PROVIDED INFORMATION:
---
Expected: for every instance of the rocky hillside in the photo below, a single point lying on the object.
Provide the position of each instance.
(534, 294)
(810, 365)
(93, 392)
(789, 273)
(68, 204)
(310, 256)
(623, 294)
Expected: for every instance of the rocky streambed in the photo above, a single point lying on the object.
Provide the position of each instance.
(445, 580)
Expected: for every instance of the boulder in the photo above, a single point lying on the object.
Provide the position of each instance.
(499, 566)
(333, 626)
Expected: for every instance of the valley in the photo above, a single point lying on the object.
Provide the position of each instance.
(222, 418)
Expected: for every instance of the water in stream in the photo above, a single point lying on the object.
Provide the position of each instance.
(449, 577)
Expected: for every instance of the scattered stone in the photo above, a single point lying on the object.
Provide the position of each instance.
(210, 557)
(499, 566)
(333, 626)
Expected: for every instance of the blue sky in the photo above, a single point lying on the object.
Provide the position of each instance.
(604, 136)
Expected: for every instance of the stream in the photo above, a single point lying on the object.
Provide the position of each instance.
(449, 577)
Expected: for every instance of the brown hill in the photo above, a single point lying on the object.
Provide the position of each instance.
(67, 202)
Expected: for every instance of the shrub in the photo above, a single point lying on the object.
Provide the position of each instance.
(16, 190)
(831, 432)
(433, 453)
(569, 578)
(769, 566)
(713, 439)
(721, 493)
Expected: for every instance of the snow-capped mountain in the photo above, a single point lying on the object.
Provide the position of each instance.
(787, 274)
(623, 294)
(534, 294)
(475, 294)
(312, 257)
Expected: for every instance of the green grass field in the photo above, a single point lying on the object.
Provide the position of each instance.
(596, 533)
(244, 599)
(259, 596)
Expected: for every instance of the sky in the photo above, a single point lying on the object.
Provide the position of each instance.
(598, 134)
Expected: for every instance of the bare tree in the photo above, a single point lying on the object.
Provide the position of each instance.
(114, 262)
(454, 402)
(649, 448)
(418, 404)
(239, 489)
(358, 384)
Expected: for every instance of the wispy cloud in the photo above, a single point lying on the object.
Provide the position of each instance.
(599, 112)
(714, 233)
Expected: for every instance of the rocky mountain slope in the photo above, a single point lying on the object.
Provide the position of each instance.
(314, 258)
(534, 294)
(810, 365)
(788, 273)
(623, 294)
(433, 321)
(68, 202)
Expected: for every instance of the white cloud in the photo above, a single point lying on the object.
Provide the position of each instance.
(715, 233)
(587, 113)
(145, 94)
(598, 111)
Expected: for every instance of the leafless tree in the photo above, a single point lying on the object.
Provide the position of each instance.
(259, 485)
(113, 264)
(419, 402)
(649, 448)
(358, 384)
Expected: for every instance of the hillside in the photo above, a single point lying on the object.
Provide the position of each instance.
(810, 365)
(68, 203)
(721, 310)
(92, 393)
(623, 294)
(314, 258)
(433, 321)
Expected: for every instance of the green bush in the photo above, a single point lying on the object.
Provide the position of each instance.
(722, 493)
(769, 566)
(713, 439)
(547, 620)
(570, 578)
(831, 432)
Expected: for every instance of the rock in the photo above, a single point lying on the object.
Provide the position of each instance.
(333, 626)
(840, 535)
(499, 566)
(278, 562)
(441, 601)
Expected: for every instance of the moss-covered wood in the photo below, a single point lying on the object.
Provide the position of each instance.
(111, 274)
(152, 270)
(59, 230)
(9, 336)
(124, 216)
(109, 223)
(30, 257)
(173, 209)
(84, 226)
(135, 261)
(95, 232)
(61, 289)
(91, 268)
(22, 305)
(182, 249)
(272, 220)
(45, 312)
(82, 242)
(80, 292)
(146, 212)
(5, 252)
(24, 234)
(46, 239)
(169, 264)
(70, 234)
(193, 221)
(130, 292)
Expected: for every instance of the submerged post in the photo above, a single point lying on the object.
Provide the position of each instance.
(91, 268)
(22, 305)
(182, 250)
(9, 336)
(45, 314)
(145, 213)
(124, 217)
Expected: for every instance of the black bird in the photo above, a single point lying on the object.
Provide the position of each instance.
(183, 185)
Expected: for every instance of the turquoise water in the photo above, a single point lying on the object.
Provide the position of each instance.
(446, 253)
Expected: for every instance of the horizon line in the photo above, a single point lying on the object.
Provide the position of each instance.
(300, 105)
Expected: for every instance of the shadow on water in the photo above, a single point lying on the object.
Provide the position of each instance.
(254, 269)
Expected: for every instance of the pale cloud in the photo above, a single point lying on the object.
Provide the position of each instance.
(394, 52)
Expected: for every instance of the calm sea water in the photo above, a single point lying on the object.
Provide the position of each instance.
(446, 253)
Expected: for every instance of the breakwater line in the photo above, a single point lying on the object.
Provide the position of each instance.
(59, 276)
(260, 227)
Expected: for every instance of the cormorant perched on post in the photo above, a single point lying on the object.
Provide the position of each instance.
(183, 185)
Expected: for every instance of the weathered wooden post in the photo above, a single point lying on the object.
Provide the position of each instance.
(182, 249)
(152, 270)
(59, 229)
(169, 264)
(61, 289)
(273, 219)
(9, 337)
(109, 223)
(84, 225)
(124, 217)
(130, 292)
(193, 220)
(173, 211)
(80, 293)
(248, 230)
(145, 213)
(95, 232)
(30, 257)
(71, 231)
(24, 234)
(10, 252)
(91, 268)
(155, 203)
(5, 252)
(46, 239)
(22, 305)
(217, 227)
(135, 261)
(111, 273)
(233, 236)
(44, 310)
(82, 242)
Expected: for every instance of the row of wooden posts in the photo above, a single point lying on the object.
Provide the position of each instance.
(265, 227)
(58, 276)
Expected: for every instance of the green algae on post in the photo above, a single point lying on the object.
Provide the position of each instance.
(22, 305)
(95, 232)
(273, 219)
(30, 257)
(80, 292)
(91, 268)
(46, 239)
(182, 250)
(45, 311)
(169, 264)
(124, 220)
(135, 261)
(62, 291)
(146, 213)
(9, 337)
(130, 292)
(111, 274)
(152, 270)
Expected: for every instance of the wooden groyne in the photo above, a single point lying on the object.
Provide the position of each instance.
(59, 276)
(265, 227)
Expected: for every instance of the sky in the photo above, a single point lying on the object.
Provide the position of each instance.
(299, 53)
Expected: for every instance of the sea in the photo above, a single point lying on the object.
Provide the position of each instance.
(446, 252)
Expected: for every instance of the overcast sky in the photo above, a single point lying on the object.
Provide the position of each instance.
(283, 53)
---
Your task is to quote the listing above word for word.

Expected: for every instance of the rocky hillside in the photo below, a single point lying on the object.
Provide the position of each instance.
(534, 294)
(810, 365)
(93, 392)
(789, 273)
(68, 204)
(310, 256)
(623, 294)
Expected: for every instance of the rocky streambed in the photo above, a single point lying on the object.
Provide the position of each instance.
(445, 580)
Expected: for every instance of the boulder in the photo above, a single point lying on the object.
Provide the position of each instance.
(499, 566)
(333, 626)
Expected: for every instance of the valley in the photo above, a single point lying on the object.
Provide the position of each instance.
(222, 418)
Expected: for every instance of the water in stream in the photo above, a single point lying on the object.
Provide the position of each instance.
(449, 577)
Expected: for every instance of the scattered stone in the photo above, a single point lying on the object.
Provide the position of each instance.
(210, 557)
(499, 566)
(333, 626)
Expected: for every instance of the blue sky in the photo above, a single point lying on the object.
Provide the position of each instance.
(604, 136)
Expected: for every instance of the stream in the photo above, a single point lying on the object.
Provide the position of each instance.
(449, 577)
Expected: for every instance of the brown hill in the photo above, a single point lying on the object.
Provide the position of each instance.
(67, 202)
Expected: for every instance of the shrub in the photo above, a single point lying on the object.
Provide the position of each instance.
(16, 190)
(831, 432)
(433, 453)
(569, 578)
(769, 566)
(713, 439)
(721, 493)
Expected: for every instance of the snow-capped mountain in the photo above, a single point lying on the object.
Provide the position of each instance.
(787, 274)
(623, 294)
(534, 294)
(475, 294)
(312, 257)
Expected: for every instance of the green grass field in the photo above, a single point lying on the object.
Provide the position of each instance.
(596, 533)
(244, 599)
(259, 596)
Expected: for every instance of the sky in the photo above, a single point lying on the object.
Provide the position of each instance.
(598, 134)
Expected: for every instance of the bare tree in the photo above, a single point lying on the object.
Provide the position of each instance.
(114, 262)
(454, 402)
(649, 448)
(418, 404)
(239, 489)
(358, 384)
Expected: for every instance of the wispy cloud in the photo above, a single point lying on the object.
Provide the position of each instance.
(599, 112)
(714, 233)
Expected: for every instance of the rocky mountain slope in the photo above, a single point lying on the object.
Provide the position of each instance.
(314, 258)
(534, 294)
(810, 365)
(788, 273)
(623, 294)
(433, 321)
(68, 202)
Expected: for every instance of the white cloud in the photo above, a single point lying on the object.
Provide the position of each instance.
(715, 233)
(587, 113)
(145, 94)
(598, 111)
Expected: for every instance of the leafless tree in the photo above, a single point lying on the object.
Provide the position of each instance.
(259, 485)
(113, 264)
(419, 402)
(649, 448)
(358, 384)
Expected: for every instance of the hillside in the photo above, a single point lying on the object.
Provide the position of each instance.
(810, 365)
(68, 203)
(721, 310)
(92, 393)
(623, 294)
(314, 258)
(433, 321)
Expected: for every instance of the green bush in the photo above, a single point lying on the object.
Provide the position of each instance.
(722, 493)
(769, 566)
(713, 439)
(547, 620)
(570, 578)
(831, 432)
Expected: for every instance of the rock in the photo above, a single point lying on the object.
Provide the position of each instance.
(333, 626)
(840, 535)
(499, 566)
(278, 562)
(441, 601)
Expected: for every instance of the moss-covered wood in the photo below, a single point lying on the object.
Provide the position of each instance.
(111, 274)
(152, 270)
(59, 230)
(9, 336)
(124, 216)
(109, 223)
(30, 257)
(173, 209)
(84, 226)
(135, 261)
(95, 232)
(61, 289)
(91, 268)
(22, 305)
(182, 249)
(272, 220)
(45, 312)
(82, 242)
(80, 292)
(146, 212)
(5, 252)
(24, 234)
(46, 239)
(169, 264)
(70, 234)
(193, 221)
(130, 292)
Expected: for every instance of the submerged post in the photo above, a single point lying on the object.
Provide the position of each instance.
(91, 268)
(22, 305)
(182, 250)
(9, 336)
(45, 314)
(145, 213)
(124, 217)
Expected: for every instance of the black bird in the photo above, a single point lying on the object.
Provide the position of each instance.
(183, 185)
Expected: for every instance of the turquoise water in the photo above, a single point lying on the object.
Provide the position of each instance.
(446, 253)
Expected: for every instance of the horizon line in the photo above, a single point lying on the object.
Provide the position of each instance.
(300, 105)
Expected: for every instance of the shadow on water in the photo above, a single point lying on the object.
Provide the position of each instance.
(254, 269)
Expected: for every instance of the pale cloud in the photo above, a single point lying on the object.
Provide the position of each instance.
(394, 52)
Expected: for every instance of the calm sea water in the photo above, a single point lying on the object.
Provide the position of each instance.
(446, 253)
Expected: for every instance of the breakwater line in the photo above, a single point lying on the object.
Provide the position of each instance.
(59, 276)
(260, 227)
Expected: for every instance of the cormorant perched on post in the photo above, a single point lying on the object.
Provide the position of each instance.
(183, 185)
Expected: for every instance of the weathered wooden post in the photo above, a single point lying on the object.
Provide the position of each instance.
(182, 249)
(152, 270)
(59, 229)
(169, 264)
(61, 289)
(273, 219)
(9, 337)
(109, 223)
(84, 225)
(124, 217)
(130, 292)
(193, 220)
(173, 211)
(80, 293)
(248, 230)
(145, 213)
(95, 232)
(30, 257)
(71, 231)
(24, 234)
(10, 252)
(91, 268)
(155, 203)
(5, 252)
(46, 239)
(22, 305)
(217, 227)
(135, 261)
(111, 273)
(233, 236)
(44, 310)
(82, 242)
Expected: for every instance of the row of wooden posts in the photo above, a single point lying on the object.
Provide the position of each instance.
(265, 227)
(58, 276)
Expected: for every instance of the green algae on post in the photo above, a single point lying on the object.
Provide the position of each instance.
(22, 305)
(95, 232)
(273, 219)
(30, 257)
(80, 292)
(91, 268)
(46, 239)
(182, 250)
(45, 311)
(169, 264)
(124, 220)
(135, 261)
(62, 291)
(146, 213)
(9, 337)
(130, 292)
(111, 274)
(152, 270)
Expected: for every instance of the wooden groyne in the photo above, a single point lying on the object.
Provide the position of each instance.
(59, 276)
(265, 227)
Expected: for every instance of the sky in the photo above, a single point lying on the object.
Provide the position of each instance.
(299, 53)
Expected: for every instance of the sea in the photo above, a single point lying on the object.
Provide the position of each instance.
(446, 252)
Expected: for every instance of the overcast sky in the photo above, a single point lying on the object.
Provide the position of each instance.
(283, 53)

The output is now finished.